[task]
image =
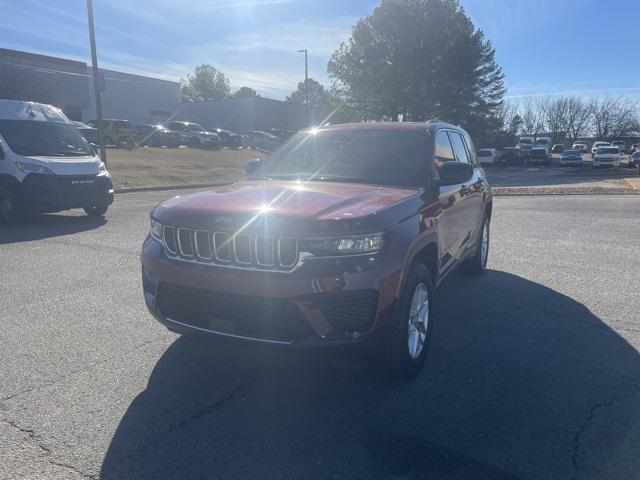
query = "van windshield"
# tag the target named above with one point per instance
(377, 157)
(44, 139)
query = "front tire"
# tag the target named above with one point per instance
(404, 352)
(96, 210)
(478, 263)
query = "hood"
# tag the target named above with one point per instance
(312, 200)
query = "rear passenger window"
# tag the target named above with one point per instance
(444, 152)
(458, 147)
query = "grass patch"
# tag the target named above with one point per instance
(150, 166)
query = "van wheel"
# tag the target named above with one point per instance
(404, 352)
(96, 210)
(478, 263)
(12, 209)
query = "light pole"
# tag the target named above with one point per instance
(306, 83)
(96, 81)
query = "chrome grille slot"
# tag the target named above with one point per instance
(185, 242)
(287, 251)
(222, 247)
(242, 249)
(264, 251)
(203, 244)
(170, 244)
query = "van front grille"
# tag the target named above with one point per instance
(263, 252)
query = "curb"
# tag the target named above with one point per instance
(158, 188)
(497, 191)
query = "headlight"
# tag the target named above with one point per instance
(156, 230)
(344, 245)
(33, 168)
(102, 169)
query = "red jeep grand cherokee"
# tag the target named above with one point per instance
(339, 237)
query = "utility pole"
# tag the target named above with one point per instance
(306, 83)
(96, 81)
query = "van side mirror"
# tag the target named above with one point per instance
(251, 166)
(452, 173)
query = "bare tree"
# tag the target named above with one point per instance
(577, 118)
(614, 117)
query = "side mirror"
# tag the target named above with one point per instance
(452, 173)
(251, 166)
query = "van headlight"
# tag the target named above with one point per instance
(156, 230)
(102, 169)
(34, 168)
(344, 245)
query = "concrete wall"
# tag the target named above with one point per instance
(135, 98)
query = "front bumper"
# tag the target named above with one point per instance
(321, 303)
(53, 193)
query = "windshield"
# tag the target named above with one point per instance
(378, 157)
(44, 139)
(608, 150)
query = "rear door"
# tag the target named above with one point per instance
(470, 211)
(451, 223)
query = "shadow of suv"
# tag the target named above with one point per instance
(338, 238)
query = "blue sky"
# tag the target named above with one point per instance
(544, 46)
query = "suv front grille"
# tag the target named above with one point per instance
(243, 315)
(242, 250)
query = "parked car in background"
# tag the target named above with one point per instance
(582, 146)
(157, 136)
(606, 156)
(571, 158)
(488, 156)
(543, 141)
(195, 135)
(510, 156)
(538, 155)
(229, 139)
(117, 132)
(46, 165)
(622, 146)
(351, 262)
(262, 140)
(88, 132)
(597, 145)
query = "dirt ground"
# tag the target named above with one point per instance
(175, 166)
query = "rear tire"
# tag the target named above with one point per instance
(478, 263)
(404, 351)
(12, 208)
(96, 210)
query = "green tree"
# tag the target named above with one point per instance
(205, 84)
(423, 59)
(244, 92)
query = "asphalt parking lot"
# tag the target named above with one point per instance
(534, 370)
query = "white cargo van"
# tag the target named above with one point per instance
(46, 165)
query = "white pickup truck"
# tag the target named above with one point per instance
(46, 165)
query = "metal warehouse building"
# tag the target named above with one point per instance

▸ **PROBLEM STATEMENT**:
Pick out every line above that contains the word "side" and copy it.

▸ **RESULT FOR THIS EXERCISE**:
query = "van side mirror"
query = "side mirror"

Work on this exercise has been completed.